• Task description: Gather every line of the material that contains the string "side", and list those lines.

• Coordinate annotation entries:
———

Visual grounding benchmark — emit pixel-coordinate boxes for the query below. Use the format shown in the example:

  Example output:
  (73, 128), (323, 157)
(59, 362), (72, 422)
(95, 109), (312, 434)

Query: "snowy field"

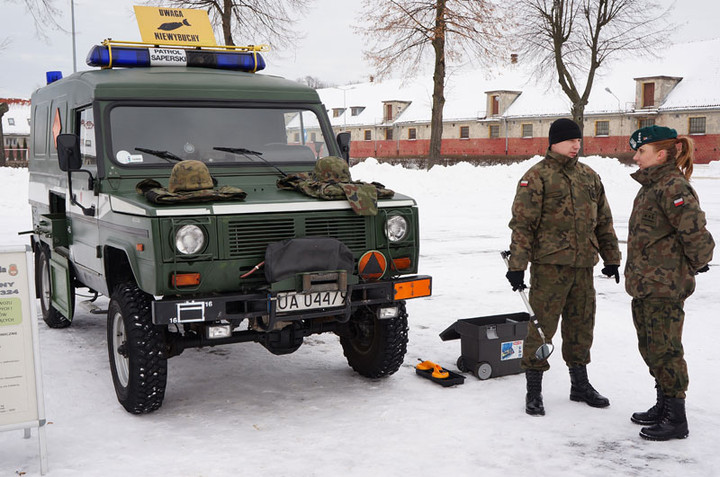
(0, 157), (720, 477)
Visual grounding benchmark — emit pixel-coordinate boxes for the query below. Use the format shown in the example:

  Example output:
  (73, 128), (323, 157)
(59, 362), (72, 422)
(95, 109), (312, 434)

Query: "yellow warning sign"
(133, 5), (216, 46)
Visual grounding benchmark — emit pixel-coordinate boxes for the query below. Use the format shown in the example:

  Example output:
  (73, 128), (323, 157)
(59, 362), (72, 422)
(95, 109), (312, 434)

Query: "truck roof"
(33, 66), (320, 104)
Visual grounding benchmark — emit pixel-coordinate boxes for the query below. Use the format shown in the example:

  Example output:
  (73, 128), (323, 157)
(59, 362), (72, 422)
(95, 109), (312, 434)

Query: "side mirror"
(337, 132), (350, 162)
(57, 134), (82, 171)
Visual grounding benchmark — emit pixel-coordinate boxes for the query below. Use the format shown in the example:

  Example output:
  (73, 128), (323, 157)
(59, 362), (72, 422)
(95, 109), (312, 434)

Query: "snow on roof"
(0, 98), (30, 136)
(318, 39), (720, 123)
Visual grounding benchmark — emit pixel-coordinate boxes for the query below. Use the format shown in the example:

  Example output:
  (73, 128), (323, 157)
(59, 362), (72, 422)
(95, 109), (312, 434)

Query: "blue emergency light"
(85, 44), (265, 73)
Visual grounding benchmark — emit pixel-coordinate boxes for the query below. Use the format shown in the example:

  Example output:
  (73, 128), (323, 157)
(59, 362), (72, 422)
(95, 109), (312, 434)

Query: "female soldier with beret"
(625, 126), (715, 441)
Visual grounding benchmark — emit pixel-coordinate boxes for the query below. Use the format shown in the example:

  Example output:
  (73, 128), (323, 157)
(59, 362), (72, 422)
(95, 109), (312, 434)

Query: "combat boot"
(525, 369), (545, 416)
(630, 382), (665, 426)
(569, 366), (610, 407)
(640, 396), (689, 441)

———

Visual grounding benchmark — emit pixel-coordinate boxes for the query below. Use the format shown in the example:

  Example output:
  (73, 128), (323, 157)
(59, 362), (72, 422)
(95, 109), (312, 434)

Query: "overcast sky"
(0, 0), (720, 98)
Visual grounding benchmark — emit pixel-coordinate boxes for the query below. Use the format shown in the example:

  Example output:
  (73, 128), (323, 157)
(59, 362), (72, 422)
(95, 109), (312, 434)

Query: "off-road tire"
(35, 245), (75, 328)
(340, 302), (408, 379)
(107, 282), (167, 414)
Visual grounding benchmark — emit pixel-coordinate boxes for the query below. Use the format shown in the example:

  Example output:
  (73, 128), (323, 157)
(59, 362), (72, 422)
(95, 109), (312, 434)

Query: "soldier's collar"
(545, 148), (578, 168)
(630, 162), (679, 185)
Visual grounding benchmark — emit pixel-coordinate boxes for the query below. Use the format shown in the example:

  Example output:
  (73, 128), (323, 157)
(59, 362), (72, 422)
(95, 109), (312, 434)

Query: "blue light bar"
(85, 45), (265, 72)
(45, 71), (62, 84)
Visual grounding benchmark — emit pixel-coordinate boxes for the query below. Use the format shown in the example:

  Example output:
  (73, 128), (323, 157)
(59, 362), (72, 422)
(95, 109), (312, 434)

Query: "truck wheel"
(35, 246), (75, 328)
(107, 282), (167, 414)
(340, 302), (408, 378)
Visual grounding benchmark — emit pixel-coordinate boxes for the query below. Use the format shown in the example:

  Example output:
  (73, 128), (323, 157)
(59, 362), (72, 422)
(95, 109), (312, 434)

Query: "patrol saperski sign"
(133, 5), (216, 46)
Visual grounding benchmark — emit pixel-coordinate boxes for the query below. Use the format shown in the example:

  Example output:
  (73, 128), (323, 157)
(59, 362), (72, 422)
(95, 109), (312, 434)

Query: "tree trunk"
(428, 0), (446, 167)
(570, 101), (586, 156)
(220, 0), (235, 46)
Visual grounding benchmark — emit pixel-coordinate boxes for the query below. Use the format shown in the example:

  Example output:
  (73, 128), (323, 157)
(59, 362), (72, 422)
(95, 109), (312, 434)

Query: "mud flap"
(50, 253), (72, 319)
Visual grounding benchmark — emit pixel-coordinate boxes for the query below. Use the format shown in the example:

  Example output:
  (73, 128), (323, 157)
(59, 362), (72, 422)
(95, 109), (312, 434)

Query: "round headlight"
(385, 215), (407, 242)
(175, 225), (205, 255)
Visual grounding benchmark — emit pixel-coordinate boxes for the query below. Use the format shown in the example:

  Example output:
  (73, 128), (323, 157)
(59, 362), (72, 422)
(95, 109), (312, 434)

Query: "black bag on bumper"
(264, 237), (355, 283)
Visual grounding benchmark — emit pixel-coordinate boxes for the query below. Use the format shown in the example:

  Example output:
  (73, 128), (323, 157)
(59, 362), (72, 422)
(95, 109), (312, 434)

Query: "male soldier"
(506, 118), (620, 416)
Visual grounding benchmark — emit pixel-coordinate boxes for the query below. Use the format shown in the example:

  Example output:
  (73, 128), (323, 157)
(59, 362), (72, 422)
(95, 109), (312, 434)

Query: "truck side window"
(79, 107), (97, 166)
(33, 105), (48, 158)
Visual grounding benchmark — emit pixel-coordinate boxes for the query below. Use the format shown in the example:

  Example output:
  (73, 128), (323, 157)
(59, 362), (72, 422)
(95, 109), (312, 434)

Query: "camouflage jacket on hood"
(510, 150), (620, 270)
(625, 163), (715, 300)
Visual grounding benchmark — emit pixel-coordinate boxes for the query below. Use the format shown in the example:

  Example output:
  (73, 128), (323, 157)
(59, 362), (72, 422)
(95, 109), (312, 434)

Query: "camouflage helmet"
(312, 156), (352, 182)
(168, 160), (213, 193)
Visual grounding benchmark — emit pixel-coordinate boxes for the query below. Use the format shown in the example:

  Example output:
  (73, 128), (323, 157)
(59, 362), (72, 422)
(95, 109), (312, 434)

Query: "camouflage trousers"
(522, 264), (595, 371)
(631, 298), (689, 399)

———

• Reply to the exercise:
Query: "side mirror"
Query: "truck side window"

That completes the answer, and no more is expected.